EXCERPT PROVIDED:
· · · · · · ·

It’s something that comes from Zurich’s economic structure. All of these spaces are temporary or precarious; nobody can really afford a permanent space. Even after receiving money from the city and the canton you’re lucky if it covers the rent. It’s almost impossible for a nonprofit to have a permanent space. It’s a choice that favors the commercial, and we’re not at the point where we want to do that. When we started Hacienda a year ago we knew we were going to have to move because the lease was limited. This is a good format though, because otherwise things get repetitive. For a year every project can be sort of site specific. The new location is a former childcare center, and it’s exciting for us. There’s all this history it holds: Zwingli, the Swiss reformer, worked here, and Hans Fischli, the artist and architect, renovated it. There’s a connection to recent and older Swiss history. The space is the reason we invited Andreas Dobler to do the first show here, whose childhood imagery and esotericism fits perfectly.

Last year you did projects with both Dobler and Anton Bruhin. What is Hacienda’s interest in working with these very Swiss artists of an older generation?

First of all we are huge fans of their work. Both Bruhin and Dobler have been around for a long time, but they didn’t really have shows in a younger context. Nevertheless, they are artists that had and still have relevance in the local scene. They have been actively working and showing, but in our certain group it just wasn’t seen. Individually both are relevant to contemporary positions. Dobler’s paintings add to discussions around post­conceptual and postdigital imagery, but he began working on them in the 1980s. Anton Bruhin was one of the first artists in Switzerland to experiment with performance, doing them at Bellvueplatz, near here, when nobody was even thinking about these things. Our logic hasn’t been one of rediscovery because we didn’t frame it historically; it’s important that we showed new works alongside older ones.

· · · · · · ·

SOURCE DATA:
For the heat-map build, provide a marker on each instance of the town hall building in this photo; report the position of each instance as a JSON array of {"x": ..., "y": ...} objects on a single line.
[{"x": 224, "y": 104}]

· · · · · · ·

GOALS:
1. Answer these questions from the interview excerpt about Hacienda:
(a) What did the new location serve as before?
(b) Which Swiss reformer worked at the new location?
(c) Where did Anton Bruhin do his early performances?
2. Reproduce the stretch of the interview excerpt about Hacienda from "First of all" through "alongside older ones." word for word.
The lines have no connection to the text.

THE RESULTS:
1.
(a) A childcare center.
(b) Zwingli.
(c) At Bellvueplatz.

2.
First of all we are huge fans of their work. Both Bruhin and Dobler have been around for a long time, but they didn’t really have shows in a younger context. Nevertheless, they are artists that had and still have relevance in the local scene. They have been actively working and showing, but in our certain group it just wasn’t seen. Individually both are relevant to contemporary positions. Dobler’s paintings add to discussions around post­conceptual and postdigital imagery, but he began working on them in the 1980s. Anton Bruhin was one of the first artists in Switzerland to experiment with performance, doing them at Bellvueplatz, near here, when nobody was even thinking about these things. Our logic hasn’t been one of rediscovery because we didn’t frame it historically; it’s important that we showed new works alongside older ones.